SHORT PROBLEM: Count the lines in the items below that contain the word "black", and reply with the number alone.

----- EXERCISE DATA -----

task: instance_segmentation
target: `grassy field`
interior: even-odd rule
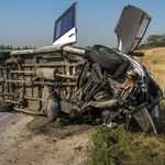
[[[136,59],[153,74],[157,84],[165,88],[165,47],[143,51]],[[165,111],[165,101],[161,101]],[[114,130],[99,129],[94,134],[94,151],[88,165],[164,165],[165,128],[158,135],[130,132],[123,125]]]

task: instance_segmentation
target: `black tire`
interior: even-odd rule
[[[59,105],[54,97],[50,97],[46,106],[46,114],[50,121],[55,121],[59,114]]]
[[[10,52],[0,52],[0,59],[8,59],[10,57]]]
[[[0,112],[10,112],[13,110],[12,103],[0,105]]]
[[[114,73],[123,63],[122,57],[117,52],[102,45],[94,45],[89,56],[95,63],[109,69],[110,73]]]

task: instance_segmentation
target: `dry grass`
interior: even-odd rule
[[[165,89],[165,47],[142,52],[145,56],[136,57],[136,59],[153,74],[157,84]],[[161,101],[161,112],[165,111],[165,100]],[[164,165],[165,128],[161,129],[162,134],[160,135],[133,133],[127,131],[122,125],[116,130],[100,129],[94,134],[94,153],[88,164]]]

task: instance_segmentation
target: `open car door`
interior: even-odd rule
[[[116,26],[118,48],[123,54],[132,53],[143,38],[151,16],[143,10],[128,6],[123,9]]]
[[[74,3],[55,22],[53,45],[73,44],[77,42],[76,34],[76,4]]]

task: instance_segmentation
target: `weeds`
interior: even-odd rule
[[[123,125],[116,130],[100,129],[94,134],[94,152],[88,165],[163,165],[165,164],[163,135],[132,133]]]

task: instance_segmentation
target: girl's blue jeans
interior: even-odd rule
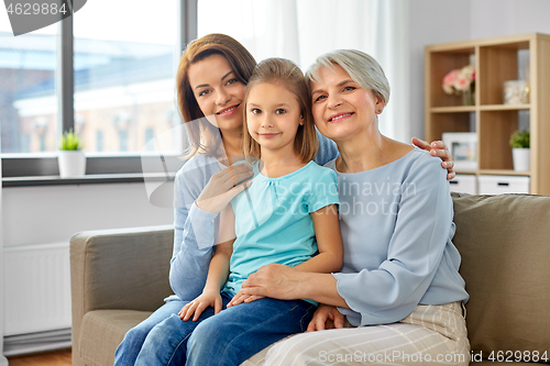
[[[289,334],[304,332],[317,309],[316,306],[304,300],[271,298],[227,309],[232,296],[227,292],[221,292],[221,296],[224,310],[215,315],[213,309],[208,308],[196,322],[191,320],[184,322],[177,315],[185,304],[183,301],[176,301],[179,302],[177,310],[163,309],[169,304],[168,302],[153,313],[143,323],[161,310],[165,319],[150,329],[141,347],[139,347],[139,342],[128,340],[128,345],[133,343],[134,348],[139,347],[133,352],[136,354],[135,365],[237,366],[270,344]],[[150,323],[153,322],[154,320]],[[125,347],[123,344],[129,337],[127,334],[117,350],[118,359],[122,361],[119,355],[124,353],[121,347]],[[127,361],[124,365],[132,365],[132,363]]]

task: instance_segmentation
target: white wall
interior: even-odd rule
[[[550,34],[548,0],[470,0],[471,37],[501,35]]]
[[[550,34],[549,0],[414,0],[410,5],[411,135],[424,136],[424,47],[525,33]]]
[[[148,202],[144,184],[3,189],[3,245],[68,242],[84,230],[173,223],[173,210]]]
[[[424,48],[470,38],[470,0],[414,0],[410,5],[410,134],[425,133]]]

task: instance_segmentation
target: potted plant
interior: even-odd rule
[[[510,146],[514,170],[528,171],[531,155],[531,149],[529,148],[529,131],[514,132],[510,137]]]
[[[62,178],[82,177],[86,174],[86,156],[80,136],[73,131],[62,135],[57,156]]]

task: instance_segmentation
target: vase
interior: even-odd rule
[[[86,155],[82,151],[61,151],[57,162],[62,178],[84,177],[86,174]]]
[[[470,87],[470,89],[462,92],[462,106],[475,106],[475,88]]]
[[[514,170],[516,171],[529,171],[530,168],[530,148],[513,148],[512,159],[514,162]]]

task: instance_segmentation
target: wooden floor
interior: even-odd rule
[[[10,366],[70,366],[70,350],[8,357]]]

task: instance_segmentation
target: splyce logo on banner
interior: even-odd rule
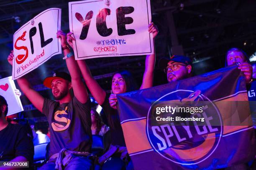
[[[38,68],[61,53],[56,32],[60,29],[61,9],[50,8],[27,22],[13,35],[13,79]]]
[[[189,105],[184,104],[188,100],[191,101]],[[184,120],[188,117],[195,120]],[[222,121],[217,106],[200,90],[179,90],[152,104],[147,116],[147,133],[153,148],[163,157],[181,165],[195,165],[207,159],[218,147]]]
[[[118,95],[135,169],[215,169],[253,159],[254,129],[242,75],[232,66]]]
[[[154,52],[149,0],[72,2],[69,12],[76,60]]]

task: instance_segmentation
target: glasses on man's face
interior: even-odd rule
[[[178,69],[179,67],[179,65],[183,65],[183,66],[187,66],[187,65],[185,64],[181,63],[174,63],[169,66],[168,66],[164,69],[164,73],[167,73],[169,69],[172,69],[172,71],[174,71]]]

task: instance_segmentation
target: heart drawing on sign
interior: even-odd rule
[[[9,85],[7,83],[5,84],[5,85],[0,85],[0,88],[5,91],[7,90],[8,88]]]

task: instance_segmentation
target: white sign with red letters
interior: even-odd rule
[[[86,0],[69,3],[76,60],[154,53],[149,0]]]
[[[12,76],[0,80],[0,95],[3,96],[8,104],[8,112],[9,116],[23,110],[20,97],[15,93],[16,87]]]
[[[37,68],[54,55],[61,53],[61,9],[50,8],[35,17],[13,35],[13,80]]]

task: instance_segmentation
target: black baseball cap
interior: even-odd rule
[[[170,61],[192,66],[192,62],[189,57],[184,55],[174,55],[170,58],[161,58],[158,62],[158,67],[160,68],[165,68]]]
[[[55,79],[61,79],[71,82],[70,75],[65,72],[56,72],[52,77],[46,78],[44,80],[44,85],[48,88],[51,88],[51,82]]]

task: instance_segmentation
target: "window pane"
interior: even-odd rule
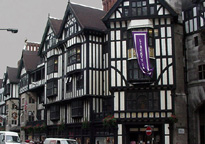
[[[132,16],[136,16],[136,8],[132,8]]]
[[[151,14],[151,15],[154,14],[154,7],[150,7],[150,14]]]
[[[132,7],[136,7],[136,2],[132,2]]]
[[[141,2],[137,2],[137,7],[141,7],[142,3]]]
[[[142,11],[143,11],[143,15],[147,15],[147,7],[143,7]]]
[[[141,9],[141,8],[138,8],[138,9],[137,9],[137,14],[138,14],[139,16],[142,15],[142,9]]]

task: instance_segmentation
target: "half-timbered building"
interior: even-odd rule
[[[7,67],[3,78],[4,98],[7,115],[5,122],[5,130],[20,132],[19,127],[19,97],[18,97],[18,83],[17,68]]]
[[[179,110],[186,105],[183,29],[177,20],[177,13],[164,0],[118,0],[103,18],[108,27],[103,47],[108,62],[106,85],[118,124],[115,143],[186,143],[186,108]],[[152,74],[140,67],[145,54],[137,53],[135,45],[144,40],[134,43],[133,32],[147,34]],[[181,135],[175,120],[181,124]],[[147,133],[150,127],[152,134]]]
[[[39,44],[25,43],[18,66],[21,139],[39,142],[45,137],[43,59],[38,56]]]
[[[79,143],[94,140],[93,114],[103,111],[105,93],[104,15],[101,10],[68,3],[59,33],[52,26],[45,29],[39,54],[45,58],[48,137],[75,137]]]
[[[183,5],[189,143],[205,143],[205,2]]]

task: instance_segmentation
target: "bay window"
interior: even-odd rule
[[[57,95],[57,93],[58,93],[58,80],[55,79],[55,80],[49,81],[47,83],[47,92],[46,92],[47,97],[55,96]]]
[[[77,100],[73,101],[71,104],[72,107],[72,117],[82,117],[83,116],[83,101]]]
[[[53,105],[50,107],[50,119],[59,120],[60,119],[60,106]]]
[[[126,109],[128,111],[159,110],[159,92],[127,92]]]
[[[67,65],[79,63],[81,61],[80,54],[81,54],[80,45],[75,45],[69,48],[67,51]]]

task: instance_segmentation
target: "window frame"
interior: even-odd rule
[[[76,74],[76,89],[83,89],[84,88],[84,74],[80,72]]]
[[[48,92],[51,91],[48,95]],[[46,97],[56,96],[58,94],[58,79],[53,79],[47,82]]]
[[[50,47],[57,44],[57,38],[54,32],[51,32],[47,35],[47,39],[45,40],[45,49],[48,50]]]
[[[76,100],[71,103],[71,115],[72,118],[81,118],[83,117],[83,101]]]
[[[66,81],[66,92],[72,92],[73,89],[73,78],[72,76],[67,77]]]
[[[55,121],[60,119],[60,105],[50,106],[50,120]]]
[[[201,64],[198,66],[198,79],[199,80],[205,79],[205,64]]]
[[[143,98],[145,102],[144,105],[142,103]],[[160,110],[160,93],[157,91],[153,91],[153,92],[141,91],[137,93],[126,92],[125,104],[126,104],[125,107],[127,111]]]
[[[67,49],[67,66],[81,62],[81,44],[76,44]]]

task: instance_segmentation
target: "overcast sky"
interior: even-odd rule
[[[102,9],[102,0],[70,0]],[[0,29],[16,28],[18,33],[0,30],[0,78],[6,67],[17,67],[24,41],[40,42],[48,15],[62,19],[68,0],[0,0]]]

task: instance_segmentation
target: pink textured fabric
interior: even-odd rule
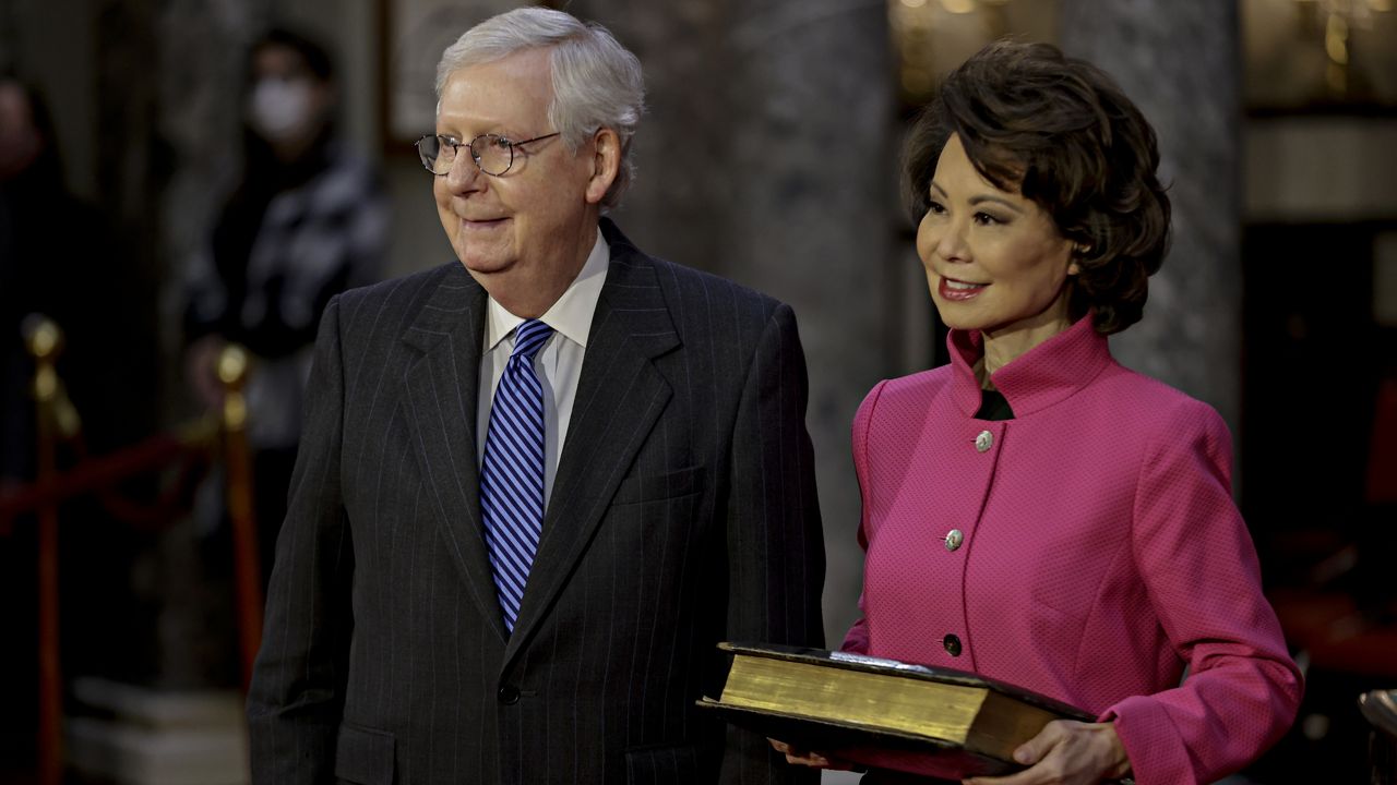
[[[1011,420],[974,419],[978,332],[869,392],[863,617],[844,648],[1113,719],[1140,785],[1213,782],[1289,728],[1299,672],[1232,503],[1227,426],[1116,363],[1090,323],[995,373]]]

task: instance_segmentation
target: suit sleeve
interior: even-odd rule
[[[1190,401],[1146,453],[1134,557],[1185,682],[1111,707],[1136,782],[1213,782],[1289,728],[1301,675],[1261,594],[1250,535],[1232,503],[1227,426]]]
[[[820,594],[824,534],[809,398],[795,314],[767,320],[747,370],[732,439],[728,522],[728,629],[733,641],[824,645]],[[724,782],[816,782],[756,733],[728,729]]]
[[[353,549],[339,485],[339,300],[326,307],[286,520],[247,694],[256,785],[334,781],[352,616]]]

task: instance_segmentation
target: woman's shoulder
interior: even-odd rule
[[[884,379],[863,397],[861,409],[875,406],[919,406],[925,408],[951,380],[951,366],[933,367],[908,376]]]
[[[1115,366],[1097,387],[1112,405],[1125,404],[1118,411],[1144,430],[1171,439],[1186,433],[1229,439],[1222,415],[1211,404],[1153,376]]]

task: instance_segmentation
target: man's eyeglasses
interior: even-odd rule
[[[499,134],[481,134],[464,142],[440,134],[427,134],[418,140],[418,156],[422,165],[433,175],[448,175],[455,163],[455,154],[462,147],[471,151],[471,161],[486,175],[503,175],[514,165],[514,148],[531,141],[556,137],[559,131],[543,134],[531,140],[514,141]]]

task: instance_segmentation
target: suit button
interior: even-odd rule
[[[946,636],[942,638],[942,645],[946,647],[946,654],[960,656],[960,638],[956,636]]]
[[[965,542],[965,534],[960,529],[951,529],[946,532],[946,550],[956,550],[963,542]]]
[[[975,437],[975,450],[979,453],[988,453],[993,446],[995,434],[988,430],[979,432],[979,436]]]

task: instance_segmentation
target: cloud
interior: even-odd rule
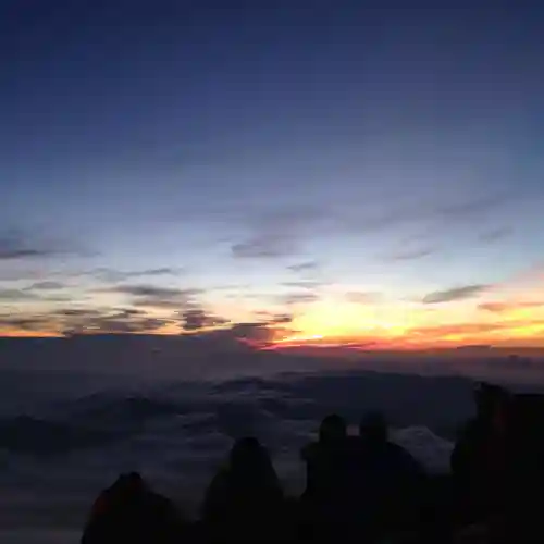
[[[480,334],[502,331],[511,326],[510,323],[460,323],[436,326],[421,326],[412,329],[410,334],[435,335],[438,337],[449,335]]]
[[[148,316],[134,308],[65,308],[50,314],[65,334],[152,333],[173,320]]]
[[[319,295],[312,292],[287,293],[286,295],[280,295],[277,298],[280,304],[293,306],[316,302],[319,300]]]
[[[480,215],[482,212],[502,206],[511,199],[511,195],[496,194],[466,200],[465,202],[448,203],[437,209],[437,213],[446,217],[466,218]]]
[[[234,244],[231,251],[236,259],[276,259],[295,255],[297,244],[293,236],[269,233]]]
[[[354,304],[372,305],[382,300],[383,295],[375,292],[348,292],[345,294],[346,300]]]
[[[21,231],[0,234],[0,261],[37,259],[62,254],[77,254],[70,244],[47,239],[44,236],[30,236]]]
[[[544,308],[544,301],[533,302],[482,302],[478,306],[481,310],[492,313],[504,313],[512,310],[524,310],[530,308]]]
[[[163,275],[177,275],[182,272],[181,268],[157,268],[148,270],[136,271],[122,271],[109,268],[99,268],[90,271],[88,274],[95,276],[97,280],[107,283],[119,283],[137,277],[157,277]]]
[[[25,290],[59,290],[63,288],[64,285],[59,282],[37,282],[26,287]]]
[[[227,320],[208,313],[202,308],[189,308],[182,312],[182,329],[184,331],[198,331],[200,329],[224,325]]]
[[[463,287],[454,287],[446,290],[435,290],[425,295],[422,301],[425,305],[433,305],[463,300],[480,295],[486,288],[489,288],[489,285],[465,285]]]
[[[300,280],[298,282],[283,282],[282,285],[285,287],[296,287],[299,289],[316,289],[324,285],[324,283],[314,280]]]
[[[44,331],[47,322],[44,317],[0,317],[0,327],[14,329],[26,332]]]
[[[203,293],[199,288],[180,289],[176,287],[159,287],[154,285],[120,285],[108,289],[110,293],[128,295],[137,307],[180,309],[193,301],[194,297]]]
[[[292,272],[314,272],[316,270],[319,269],[319,262],[318,261],[307,261],[307,262],[299,262],[298,264],[290,264],[287,267],[288,270]]]
[[[486,244],[493,244],[495,242],[507,238],[508,236],[511,235],[512,232],[514,230],[511,227],[502,226],[480,234],[479,238],[481,242],[484,242]]]
[[[425,247],[421,249],[408,249],[404,251],[398,251],[396,254],[390,255],[386,260],[391,261],[415,261],[418,259],[423,259],[436,252],[435,247]]]
[[[36,300],[36,295],[21,289],[0,289],[1,301],[22,301],[22,300]]]

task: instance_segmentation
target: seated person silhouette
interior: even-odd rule
[[[82,544],[180,542],[184,521],[173,503],[151,491],[140,474],[121,474],[92,505]]]
[[[305,536],[310,540],[334,540],[337,527],[345,526],[350,519],[348,454],[346,422],[335,413],[323,419],[319,440],[301,450],[306,462],[301,524]]]
[[[459,433],[452,453],[452,474],[461,522],[485,518],[496,493],[500,446],[508,394],[497,385],[480,383],[474,390],[475,417]]]
[[[301,450],[306,462],[306,491],[304,498],[334,502],[342,494],[347,461],[347,430],[344,419],[333,413],[321,422],[318,442]]]
[[[424,471],[413,457],[388,440],[385,418],[369,412],[359,425],[359,505],[370,531],[403,531],[415,526]]]
[[[267,449],[237,441],[206,493],[202,518],[212,542],[281,540],[283,491]]]

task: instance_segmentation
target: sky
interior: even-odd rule
[[[4,1],[0,334],[544,347],[543,10]]]

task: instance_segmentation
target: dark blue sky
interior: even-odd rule
[[[62,304],[129,304],[103,293],[103,269],[174,269],[132,280],[247,319],[300,306],[300,281],[319,287],[308,304],[398,301],[542,262],[541,10],[0,10],[4,313],[59,304],[20,309],[36,277]]]

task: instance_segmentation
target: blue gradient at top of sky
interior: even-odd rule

-----

REPLY: 2